• _What to work on_: Wherever the string "blue" appears in the entries below, return the line that holds it.

⁂

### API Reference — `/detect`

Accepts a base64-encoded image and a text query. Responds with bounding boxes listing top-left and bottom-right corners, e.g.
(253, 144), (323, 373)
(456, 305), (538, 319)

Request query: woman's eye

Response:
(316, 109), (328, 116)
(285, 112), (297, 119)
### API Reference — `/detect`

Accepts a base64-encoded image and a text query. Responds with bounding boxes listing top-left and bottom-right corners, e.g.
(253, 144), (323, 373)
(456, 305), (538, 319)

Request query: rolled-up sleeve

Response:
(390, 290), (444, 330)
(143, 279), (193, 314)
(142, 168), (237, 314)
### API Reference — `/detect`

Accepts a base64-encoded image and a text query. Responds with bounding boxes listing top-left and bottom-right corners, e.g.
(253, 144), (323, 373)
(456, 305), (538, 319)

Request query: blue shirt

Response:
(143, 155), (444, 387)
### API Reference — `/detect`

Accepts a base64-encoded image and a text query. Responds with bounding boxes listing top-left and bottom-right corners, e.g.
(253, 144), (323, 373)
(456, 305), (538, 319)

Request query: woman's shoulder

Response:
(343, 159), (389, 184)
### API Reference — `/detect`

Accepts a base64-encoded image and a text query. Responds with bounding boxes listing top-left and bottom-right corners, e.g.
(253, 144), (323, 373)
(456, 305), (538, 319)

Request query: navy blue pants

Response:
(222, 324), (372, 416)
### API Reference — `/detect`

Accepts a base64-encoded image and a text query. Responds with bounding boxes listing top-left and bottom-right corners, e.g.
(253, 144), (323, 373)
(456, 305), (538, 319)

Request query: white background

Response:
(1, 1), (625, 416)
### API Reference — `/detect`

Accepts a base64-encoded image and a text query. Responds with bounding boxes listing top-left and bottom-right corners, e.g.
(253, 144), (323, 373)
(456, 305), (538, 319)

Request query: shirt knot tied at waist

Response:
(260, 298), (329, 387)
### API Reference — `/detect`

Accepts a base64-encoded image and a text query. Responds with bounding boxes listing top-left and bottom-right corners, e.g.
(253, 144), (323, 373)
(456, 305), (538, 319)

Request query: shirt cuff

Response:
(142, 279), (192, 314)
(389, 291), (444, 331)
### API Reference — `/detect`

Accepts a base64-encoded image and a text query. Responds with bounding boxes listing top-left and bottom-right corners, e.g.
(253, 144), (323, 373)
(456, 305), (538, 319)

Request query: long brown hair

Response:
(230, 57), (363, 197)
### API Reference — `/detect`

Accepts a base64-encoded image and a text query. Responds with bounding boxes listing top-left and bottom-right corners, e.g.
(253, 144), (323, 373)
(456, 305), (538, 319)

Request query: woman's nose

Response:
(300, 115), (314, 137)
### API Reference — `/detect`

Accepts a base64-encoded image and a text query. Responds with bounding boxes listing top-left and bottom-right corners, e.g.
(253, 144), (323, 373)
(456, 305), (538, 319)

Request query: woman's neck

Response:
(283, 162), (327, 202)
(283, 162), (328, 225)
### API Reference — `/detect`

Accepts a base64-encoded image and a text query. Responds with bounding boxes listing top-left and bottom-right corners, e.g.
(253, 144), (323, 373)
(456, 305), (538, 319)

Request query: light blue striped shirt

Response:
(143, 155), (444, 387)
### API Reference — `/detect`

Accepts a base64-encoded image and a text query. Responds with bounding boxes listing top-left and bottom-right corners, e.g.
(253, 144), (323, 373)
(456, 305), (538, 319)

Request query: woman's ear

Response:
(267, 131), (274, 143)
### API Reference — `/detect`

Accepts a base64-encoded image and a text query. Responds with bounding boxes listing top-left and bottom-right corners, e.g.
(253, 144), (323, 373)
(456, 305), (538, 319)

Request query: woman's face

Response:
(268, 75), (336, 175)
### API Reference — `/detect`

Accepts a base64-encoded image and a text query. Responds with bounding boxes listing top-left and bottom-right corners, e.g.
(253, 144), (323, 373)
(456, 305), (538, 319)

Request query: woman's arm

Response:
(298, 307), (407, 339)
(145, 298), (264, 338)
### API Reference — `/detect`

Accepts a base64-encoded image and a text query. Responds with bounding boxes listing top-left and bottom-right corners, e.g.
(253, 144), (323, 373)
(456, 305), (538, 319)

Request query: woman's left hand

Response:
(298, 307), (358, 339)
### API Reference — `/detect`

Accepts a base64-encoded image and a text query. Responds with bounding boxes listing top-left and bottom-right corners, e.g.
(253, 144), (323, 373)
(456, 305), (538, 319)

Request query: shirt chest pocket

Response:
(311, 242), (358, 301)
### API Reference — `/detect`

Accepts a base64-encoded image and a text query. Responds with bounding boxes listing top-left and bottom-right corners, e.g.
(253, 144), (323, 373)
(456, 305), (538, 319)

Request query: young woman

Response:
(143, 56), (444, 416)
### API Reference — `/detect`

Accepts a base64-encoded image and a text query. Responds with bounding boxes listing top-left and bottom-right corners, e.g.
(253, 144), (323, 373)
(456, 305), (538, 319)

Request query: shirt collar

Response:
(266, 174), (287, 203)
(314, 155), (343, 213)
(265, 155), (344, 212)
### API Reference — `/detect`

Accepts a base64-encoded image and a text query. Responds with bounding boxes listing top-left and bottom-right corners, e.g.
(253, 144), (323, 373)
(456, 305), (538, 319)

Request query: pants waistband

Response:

⁂

• _Completed task_:
Request query: blue shirt
Request query: navy blue pants
Request query: light blue striped shirt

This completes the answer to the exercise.